::: SOURCE INFORMATION :::
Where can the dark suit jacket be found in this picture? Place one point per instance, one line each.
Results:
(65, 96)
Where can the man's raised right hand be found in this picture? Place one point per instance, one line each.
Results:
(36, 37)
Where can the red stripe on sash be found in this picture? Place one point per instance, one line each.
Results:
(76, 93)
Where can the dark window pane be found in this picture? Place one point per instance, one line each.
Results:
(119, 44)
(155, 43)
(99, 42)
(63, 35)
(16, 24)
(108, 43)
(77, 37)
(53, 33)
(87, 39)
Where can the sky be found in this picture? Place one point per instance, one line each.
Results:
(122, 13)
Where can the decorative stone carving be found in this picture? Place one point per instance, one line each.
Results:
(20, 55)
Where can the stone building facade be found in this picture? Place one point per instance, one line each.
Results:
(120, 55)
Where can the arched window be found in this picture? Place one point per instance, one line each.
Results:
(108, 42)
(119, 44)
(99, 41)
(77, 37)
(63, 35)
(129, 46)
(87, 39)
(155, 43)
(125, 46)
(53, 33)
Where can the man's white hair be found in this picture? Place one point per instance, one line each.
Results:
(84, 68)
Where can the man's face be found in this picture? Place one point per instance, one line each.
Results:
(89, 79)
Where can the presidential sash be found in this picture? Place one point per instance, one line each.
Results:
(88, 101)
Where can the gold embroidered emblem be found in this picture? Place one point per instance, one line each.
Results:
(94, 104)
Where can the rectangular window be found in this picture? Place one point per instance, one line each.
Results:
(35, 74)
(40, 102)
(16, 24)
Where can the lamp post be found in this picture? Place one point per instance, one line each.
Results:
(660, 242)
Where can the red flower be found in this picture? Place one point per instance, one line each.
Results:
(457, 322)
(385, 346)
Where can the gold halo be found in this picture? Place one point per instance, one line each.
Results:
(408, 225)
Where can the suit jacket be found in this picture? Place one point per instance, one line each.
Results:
:::
» WHAT THIS TASK INVOLVES:
Search the material above for "gold". Copy each line that has it.

» RESULT:
Where can the gold embroidered emblem be found in this picture? Place one point per instance, one line each.
Where can the gold halo be found in this picture? Place one point per instance, one line each.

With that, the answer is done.